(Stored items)
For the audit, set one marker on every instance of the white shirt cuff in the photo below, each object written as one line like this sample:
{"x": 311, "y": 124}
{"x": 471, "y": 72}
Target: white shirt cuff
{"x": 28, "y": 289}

### GOAL OF THE EXERCISE:
Write out all of the rows above, reproducing each one character for character.

### ANSWER IN FULL:
For the audit, set one marker on every instance of the white shirt cuff in the photo below, each object written as one line like this sample:
{"x": 311, "y": 124}
{"x": 471, "y": 72}
Target: white shirt cuff
{"x": 28, "y": 289}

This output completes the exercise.